--- Start of Text provided ---

Jan Saudek (born 13 May 1935) is an art photographer and painter.
 
Jan Saudek's art work represents a unique technique combining photography and painting. In his country of origin, Czechoslovakia, Jan was considered a disturbed artist and oppressed by authorities. His art gained more prominence during the 1990s, thanks to his collaboration with the publisher Taschen.
 
During the 2000s, Saudek lost all his photo negatives in matrimonial dispute and his pictures are now displayed on internet for free. Jan claims they were stolen from him.
 
Jan is the author of many  “mise en scene” that were re-taken and copied by other artists. The cliché of a naked man holding a naked new born baby with tenderness became a picture that was reproduced so many times that the composition became as commonplace as posing for a graduation picture.
 
During his life in communist Czechoslovakia, Jan was labeled by the totalitarian regime as a pornographer.

--- End of Text provided ---

> _Given exercise A_
Condense the paragraph of the Jan Saudek text that begins "Jan Saudek's art work represents" into a short bulleted list that keeps its main facts.
> _Given exercise B_
Output the passage of the Jan Saudek text from "Jan is the author" to "a graduation picture.", unchanged.
The rows below come from an unrelated source.

--- Start of Dataset entries ---

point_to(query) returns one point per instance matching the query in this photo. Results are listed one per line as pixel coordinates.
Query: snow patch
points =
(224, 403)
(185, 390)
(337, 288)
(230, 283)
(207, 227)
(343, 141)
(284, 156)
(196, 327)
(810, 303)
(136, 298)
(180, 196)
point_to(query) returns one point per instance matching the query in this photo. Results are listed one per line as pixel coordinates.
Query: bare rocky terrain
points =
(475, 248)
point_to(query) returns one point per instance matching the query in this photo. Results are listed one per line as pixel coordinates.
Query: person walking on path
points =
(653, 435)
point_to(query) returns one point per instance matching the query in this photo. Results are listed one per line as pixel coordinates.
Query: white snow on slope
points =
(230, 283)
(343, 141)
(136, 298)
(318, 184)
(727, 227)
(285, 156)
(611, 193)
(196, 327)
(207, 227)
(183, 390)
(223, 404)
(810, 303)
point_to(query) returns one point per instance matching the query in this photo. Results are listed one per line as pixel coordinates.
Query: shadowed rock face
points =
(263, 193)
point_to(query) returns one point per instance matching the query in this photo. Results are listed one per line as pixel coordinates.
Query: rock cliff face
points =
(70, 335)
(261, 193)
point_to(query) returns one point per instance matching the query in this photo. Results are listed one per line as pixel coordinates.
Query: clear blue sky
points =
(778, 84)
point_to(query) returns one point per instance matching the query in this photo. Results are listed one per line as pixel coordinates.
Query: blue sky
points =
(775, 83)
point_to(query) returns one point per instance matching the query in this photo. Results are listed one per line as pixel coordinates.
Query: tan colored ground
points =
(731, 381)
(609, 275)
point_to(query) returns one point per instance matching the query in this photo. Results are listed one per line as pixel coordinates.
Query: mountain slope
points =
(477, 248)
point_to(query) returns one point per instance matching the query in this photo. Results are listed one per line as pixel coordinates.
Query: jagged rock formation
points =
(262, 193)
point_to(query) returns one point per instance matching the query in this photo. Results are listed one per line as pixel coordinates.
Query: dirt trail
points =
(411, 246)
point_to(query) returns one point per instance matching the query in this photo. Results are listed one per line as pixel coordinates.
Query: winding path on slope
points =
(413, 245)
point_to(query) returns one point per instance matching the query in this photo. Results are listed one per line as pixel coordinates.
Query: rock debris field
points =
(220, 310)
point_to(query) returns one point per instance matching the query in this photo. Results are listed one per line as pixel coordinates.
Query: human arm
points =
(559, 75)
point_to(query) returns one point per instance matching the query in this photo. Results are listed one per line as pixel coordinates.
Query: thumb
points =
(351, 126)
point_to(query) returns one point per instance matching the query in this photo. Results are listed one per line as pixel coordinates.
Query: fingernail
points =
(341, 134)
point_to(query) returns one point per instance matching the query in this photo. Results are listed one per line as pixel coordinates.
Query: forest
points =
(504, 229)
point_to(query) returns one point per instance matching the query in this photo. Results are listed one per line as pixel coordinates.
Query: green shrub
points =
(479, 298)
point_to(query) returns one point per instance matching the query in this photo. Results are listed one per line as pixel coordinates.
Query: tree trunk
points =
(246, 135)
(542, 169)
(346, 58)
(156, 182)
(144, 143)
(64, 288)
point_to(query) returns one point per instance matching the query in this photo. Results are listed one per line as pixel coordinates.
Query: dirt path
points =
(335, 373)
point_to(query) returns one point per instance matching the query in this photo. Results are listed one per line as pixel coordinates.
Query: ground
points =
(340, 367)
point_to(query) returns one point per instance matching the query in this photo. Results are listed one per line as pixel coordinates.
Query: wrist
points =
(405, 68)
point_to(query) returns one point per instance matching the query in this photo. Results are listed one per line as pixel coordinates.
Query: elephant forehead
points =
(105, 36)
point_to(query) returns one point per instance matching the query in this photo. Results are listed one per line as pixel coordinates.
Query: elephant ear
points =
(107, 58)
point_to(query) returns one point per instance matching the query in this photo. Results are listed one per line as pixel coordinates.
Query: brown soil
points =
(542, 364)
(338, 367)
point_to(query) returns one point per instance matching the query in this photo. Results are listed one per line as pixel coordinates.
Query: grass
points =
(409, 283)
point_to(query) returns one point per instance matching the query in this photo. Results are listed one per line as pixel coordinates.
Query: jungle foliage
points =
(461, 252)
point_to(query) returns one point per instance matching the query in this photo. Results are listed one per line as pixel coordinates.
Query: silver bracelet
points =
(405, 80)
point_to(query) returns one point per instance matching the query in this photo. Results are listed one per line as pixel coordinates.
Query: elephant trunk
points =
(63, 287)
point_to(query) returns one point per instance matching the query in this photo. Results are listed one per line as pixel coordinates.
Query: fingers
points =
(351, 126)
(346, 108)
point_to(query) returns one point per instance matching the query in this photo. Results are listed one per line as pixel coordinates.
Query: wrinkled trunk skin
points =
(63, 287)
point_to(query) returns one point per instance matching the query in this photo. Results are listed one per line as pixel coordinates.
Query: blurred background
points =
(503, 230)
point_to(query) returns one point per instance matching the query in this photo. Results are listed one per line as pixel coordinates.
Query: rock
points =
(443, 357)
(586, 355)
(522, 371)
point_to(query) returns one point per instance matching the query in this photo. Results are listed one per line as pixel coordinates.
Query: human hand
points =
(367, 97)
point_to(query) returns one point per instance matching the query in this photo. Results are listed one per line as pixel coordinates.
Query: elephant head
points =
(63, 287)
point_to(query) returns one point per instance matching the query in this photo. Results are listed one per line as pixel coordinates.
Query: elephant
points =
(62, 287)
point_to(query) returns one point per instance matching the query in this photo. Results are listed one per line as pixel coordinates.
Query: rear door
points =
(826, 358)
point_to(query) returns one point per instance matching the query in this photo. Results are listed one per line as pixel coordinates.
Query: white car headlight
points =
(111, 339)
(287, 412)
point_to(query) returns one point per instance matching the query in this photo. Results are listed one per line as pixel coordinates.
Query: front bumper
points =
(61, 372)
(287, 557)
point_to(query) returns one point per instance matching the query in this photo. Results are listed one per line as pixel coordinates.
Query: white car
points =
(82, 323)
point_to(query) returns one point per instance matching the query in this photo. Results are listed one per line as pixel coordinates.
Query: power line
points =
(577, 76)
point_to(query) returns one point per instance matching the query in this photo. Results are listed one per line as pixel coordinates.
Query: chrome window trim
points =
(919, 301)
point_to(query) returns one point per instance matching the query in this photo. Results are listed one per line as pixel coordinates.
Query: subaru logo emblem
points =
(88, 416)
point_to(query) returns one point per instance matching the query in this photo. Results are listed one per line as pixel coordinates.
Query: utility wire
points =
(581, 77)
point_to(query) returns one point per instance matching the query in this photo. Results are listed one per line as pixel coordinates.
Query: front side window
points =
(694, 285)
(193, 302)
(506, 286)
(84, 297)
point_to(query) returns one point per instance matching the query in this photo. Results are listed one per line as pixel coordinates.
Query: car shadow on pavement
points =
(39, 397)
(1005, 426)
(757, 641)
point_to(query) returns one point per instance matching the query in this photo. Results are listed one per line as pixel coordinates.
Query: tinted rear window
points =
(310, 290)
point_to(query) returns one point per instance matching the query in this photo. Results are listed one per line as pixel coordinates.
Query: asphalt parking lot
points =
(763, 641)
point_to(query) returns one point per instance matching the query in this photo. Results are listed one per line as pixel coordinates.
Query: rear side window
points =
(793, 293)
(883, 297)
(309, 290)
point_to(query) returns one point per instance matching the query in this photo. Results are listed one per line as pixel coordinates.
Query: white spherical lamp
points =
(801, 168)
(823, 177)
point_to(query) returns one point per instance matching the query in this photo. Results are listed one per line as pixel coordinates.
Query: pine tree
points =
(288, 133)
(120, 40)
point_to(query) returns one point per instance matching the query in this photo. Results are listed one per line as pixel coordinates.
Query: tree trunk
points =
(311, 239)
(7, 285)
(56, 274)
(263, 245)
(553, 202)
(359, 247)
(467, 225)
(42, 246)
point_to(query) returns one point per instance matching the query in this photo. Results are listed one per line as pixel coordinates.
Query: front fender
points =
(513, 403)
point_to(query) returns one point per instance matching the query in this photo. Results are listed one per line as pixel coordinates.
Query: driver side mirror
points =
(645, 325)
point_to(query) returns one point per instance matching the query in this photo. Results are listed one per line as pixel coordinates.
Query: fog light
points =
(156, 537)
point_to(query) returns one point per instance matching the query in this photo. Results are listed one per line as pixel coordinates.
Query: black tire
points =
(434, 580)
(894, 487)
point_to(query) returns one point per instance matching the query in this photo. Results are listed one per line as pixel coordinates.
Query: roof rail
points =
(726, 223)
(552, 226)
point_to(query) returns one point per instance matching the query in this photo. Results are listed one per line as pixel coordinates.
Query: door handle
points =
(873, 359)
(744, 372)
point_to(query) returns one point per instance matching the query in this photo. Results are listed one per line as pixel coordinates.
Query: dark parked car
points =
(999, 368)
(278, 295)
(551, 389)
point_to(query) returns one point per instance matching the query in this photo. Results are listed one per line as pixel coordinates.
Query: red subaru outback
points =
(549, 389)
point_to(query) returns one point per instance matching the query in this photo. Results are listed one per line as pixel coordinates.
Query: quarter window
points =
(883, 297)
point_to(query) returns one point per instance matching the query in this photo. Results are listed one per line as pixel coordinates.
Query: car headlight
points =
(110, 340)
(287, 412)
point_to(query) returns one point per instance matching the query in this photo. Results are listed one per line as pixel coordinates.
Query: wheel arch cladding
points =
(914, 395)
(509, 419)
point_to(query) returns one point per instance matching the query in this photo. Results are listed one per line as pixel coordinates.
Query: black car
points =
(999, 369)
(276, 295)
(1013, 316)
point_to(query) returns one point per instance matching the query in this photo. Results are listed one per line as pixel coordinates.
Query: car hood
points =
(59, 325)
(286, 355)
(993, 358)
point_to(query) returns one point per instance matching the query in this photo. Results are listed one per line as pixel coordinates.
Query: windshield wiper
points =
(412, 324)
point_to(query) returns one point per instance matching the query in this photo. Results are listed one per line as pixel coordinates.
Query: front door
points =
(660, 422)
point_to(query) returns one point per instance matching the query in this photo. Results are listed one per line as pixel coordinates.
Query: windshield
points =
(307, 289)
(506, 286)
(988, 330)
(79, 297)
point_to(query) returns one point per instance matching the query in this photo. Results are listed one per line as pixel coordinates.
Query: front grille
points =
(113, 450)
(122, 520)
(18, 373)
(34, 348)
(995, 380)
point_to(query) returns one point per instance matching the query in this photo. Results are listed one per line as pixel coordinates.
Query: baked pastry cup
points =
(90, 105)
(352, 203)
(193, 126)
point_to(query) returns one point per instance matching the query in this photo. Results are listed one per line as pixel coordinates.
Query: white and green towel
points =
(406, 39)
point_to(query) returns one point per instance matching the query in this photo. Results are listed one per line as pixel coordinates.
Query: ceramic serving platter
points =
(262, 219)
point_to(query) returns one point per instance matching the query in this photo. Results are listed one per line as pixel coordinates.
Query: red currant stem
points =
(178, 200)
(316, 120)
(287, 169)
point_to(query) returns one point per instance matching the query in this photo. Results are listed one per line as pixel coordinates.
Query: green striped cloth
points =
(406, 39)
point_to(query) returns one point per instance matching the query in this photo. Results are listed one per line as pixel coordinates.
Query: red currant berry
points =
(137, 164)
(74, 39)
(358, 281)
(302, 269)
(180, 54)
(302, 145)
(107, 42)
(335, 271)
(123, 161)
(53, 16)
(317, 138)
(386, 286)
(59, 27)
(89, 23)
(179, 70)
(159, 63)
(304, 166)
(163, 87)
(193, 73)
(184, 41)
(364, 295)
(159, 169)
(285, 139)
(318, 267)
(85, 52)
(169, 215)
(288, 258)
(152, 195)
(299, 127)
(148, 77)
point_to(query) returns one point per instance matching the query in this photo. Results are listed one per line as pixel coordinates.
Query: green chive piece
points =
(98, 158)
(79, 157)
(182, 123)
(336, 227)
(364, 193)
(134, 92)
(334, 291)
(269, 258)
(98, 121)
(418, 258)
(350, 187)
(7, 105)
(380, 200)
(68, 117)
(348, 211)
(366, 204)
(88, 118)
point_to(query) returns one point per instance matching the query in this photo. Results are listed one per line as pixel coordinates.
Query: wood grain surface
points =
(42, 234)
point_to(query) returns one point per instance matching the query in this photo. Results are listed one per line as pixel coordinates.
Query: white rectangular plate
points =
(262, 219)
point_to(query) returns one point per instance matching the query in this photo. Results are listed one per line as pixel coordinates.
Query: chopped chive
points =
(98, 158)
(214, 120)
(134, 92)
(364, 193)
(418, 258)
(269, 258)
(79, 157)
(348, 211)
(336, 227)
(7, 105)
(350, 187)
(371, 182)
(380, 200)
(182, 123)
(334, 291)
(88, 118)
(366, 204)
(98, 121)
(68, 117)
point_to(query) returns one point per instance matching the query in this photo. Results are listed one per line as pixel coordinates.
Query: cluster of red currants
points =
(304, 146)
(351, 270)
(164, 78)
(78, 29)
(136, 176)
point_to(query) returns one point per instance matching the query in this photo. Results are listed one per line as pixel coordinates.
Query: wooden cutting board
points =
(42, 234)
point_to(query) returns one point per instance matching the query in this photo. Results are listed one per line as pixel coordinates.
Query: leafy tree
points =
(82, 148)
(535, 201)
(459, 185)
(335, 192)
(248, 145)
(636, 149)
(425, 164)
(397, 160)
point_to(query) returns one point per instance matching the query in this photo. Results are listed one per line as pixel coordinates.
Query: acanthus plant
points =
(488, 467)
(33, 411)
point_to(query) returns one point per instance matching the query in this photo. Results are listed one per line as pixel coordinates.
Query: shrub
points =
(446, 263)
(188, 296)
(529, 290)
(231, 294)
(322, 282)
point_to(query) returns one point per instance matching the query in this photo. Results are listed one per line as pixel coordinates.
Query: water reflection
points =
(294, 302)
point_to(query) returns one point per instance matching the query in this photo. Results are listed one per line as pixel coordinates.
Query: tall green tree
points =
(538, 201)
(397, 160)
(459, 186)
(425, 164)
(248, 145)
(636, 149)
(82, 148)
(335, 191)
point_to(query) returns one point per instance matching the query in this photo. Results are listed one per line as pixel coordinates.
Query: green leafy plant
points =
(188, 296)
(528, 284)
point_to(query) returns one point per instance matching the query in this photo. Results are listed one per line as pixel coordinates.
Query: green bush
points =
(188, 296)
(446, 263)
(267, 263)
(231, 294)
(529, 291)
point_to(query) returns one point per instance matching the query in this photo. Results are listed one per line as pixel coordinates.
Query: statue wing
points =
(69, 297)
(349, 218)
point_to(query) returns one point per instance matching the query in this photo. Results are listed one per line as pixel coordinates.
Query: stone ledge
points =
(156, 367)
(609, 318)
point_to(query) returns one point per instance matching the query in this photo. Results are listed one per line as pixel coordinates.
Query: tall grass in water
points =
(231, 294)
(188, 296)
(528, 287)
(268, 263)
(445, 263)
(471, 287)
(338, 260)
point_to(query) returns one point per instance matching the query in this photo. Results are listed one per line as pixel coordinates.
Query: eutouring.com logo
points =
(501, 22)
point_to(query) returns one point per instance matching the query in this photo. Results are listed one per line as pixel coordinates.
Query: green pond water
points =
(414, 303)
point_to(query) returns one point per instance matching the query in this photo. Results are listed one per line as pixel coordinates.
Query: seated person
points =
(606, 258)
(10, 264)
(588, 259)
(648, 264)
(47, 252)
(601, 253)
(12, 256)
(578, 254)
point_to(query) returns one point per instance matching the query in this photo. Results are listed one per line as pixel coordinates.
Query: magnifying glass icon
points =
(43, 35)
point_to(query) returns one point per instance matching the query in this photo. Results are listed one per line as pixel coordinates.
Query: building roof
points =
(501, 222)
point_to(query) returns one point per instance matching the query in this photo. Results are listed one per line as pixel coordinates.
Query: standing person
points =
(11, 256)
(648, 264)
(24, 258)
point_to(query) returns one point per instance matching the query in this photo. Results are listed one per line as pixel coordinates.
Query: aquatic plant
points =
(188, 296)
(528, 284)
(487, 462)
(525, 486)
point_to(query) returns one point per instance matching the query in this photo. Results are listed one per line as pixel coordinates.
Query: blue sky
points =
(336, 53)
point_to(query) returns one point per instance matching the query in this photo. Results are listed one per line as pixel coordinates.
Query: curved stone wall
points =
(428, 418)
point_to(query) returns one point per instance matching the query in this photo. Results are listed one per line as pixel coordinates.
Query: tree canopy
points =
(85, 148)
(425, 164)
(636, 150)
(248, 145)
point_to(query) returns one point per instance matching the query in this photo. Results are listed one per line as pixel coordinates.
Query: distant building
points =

--- End of Dataset entries ---

> _Reply A_
- Saudek's art combines photography and painting in a unique technique.
- In Czechoslovakia, his country of origin, he was considered a disturbed artist and was oppressed by the authorities.
- His work gained more prominence in the 1990s through his collaboration with the publisher Taschen.

> _Reply B_
Jan is the author of many  “mise en scene” that were re-taken and copied by other artists. The cliché of a naked man holding a naked new born baby with tenderness became a picture that was reproduced so many times that the composition became as commonplace as posing for a graduation picture.